Copy out all of the rows below, switching every "keypoint" to "target point" and leaving everything else unchanged.

▼▼▼

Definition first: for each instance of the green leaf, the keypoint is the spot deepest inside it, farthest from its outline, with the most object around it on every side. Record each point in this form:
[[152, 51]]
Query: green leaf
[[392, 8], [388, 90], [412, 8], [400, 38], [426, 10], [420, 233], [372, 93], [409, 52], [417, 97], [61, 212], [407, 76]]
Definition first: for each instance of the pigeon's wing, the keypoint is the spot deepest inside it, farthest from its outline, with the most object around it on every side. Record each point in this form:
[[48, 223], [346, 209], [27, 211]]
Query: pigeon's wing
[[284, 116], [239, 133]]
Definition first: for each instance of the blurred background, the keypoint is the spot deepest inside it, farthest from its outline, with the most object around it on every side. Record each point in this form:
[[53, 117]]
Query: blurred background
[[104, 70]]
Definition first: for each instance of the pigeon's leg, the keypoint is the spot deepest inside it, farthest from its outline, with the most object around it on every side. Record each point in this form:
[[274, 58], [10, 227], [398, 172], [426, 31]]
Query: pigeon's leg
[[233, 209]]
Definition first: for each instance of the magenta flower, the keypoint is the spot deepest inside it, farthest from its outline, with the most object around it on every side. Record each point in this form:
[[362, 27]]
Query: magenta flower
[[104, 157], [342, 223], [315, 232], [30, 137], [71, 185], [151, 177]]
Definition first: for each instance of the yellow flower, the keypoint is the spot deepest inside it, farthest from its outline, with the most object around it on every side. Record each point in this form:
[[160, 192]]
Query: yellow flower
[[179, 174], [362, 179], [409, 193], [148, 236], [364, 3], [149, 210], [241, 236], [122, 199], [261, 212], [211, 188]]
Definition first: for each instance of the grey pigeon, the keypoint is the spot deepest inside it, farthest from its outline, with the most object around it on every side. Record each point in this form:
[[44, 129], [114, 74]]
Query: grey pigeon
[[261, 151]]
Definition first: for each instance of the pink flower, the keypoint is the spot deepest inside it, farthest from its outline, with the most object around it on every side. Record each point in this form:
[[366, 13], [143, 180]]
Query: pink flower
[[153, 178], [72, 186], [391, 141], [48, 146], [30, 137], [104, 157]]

▲▲▲

Solution to the exercise ▸
Definition first: for each instance of the green leaf, the target point is the spot deepest inside it, farthest from its outline, with the most object around it on every side. Record each point in this form:
[[152, 51]]
Query: green leaf
[[392, 8], [388, 90], [412, 8], [400, 38], [426, 10], [420, 233], [372, 93], [409, 52], [417, 97], [61, 212], [407, 76]]
Definition first: for each instance of the pigeon's wing, the target point is the spot deepest inside it, farthest from its outline, with the most object around it on every side. Record each point in this form:
[[48, 223], [346, 209], [27, 211]]
Query: pigeon's wing
[[284, 116], [239, 133]]
Definition first: for each instance of the blurred background, the target point is the spot deepest inside it, farthest from its outline, with the most object around it on every side. Record each point in this form:
[[53, 117]]
Query: blurred background
[[104, 70]]
Definition first: for each instance of the pigeon's leg, the target point is the spot deepest inside it, farthest from its outline, with the most object around it on every side. Record each point in this form:
[[274, 58], [10, 227], [398, 172], [426, 31]]
Query: pigeon's leg
[[233, 209]]
Definition first: for each instance of the magenta flower, the target point is the spot deepest inside it, farthest from its outline, with the most object around it on every side. Record each point in this form:
[[362, 27]]
Query: magenta flower
[[104, 157], [342, 223], [315, 232], [30, 137], [71, 185], [151, 177]]
Definition first: for each instance of the yellow flower, the target point is the spot deepest inside it, farthest from its outline, with the most object around it on every side. Record each point in this form:
[[160, 192]]
Query: yellow flower
[[179, 174], [362, 179], [409, 193], [148, 236], [364, 3], [149, 210], [241, 236], [122, 199], [261, 212], [211, 188]]
Definition first: for each instance of the grey pigeon, the target point is the spot deepest inside it, farthest from its outline, with the most object around it on every side. Record each point in this form:
[[44, 129], [114, 74]]
Query: grey pigeon
[[261, 151]]
Definition first: for each instance of the pink flower, the target point is the spot deepest inside it, farthest from its outline, with the most object around it on every side. Record each point in this form:
[[366, 13], [143, 180]]
Query: pink flower
[[153, 178], [72, 186], [391, 141], [48, 146], [30, 137], [104, 157]]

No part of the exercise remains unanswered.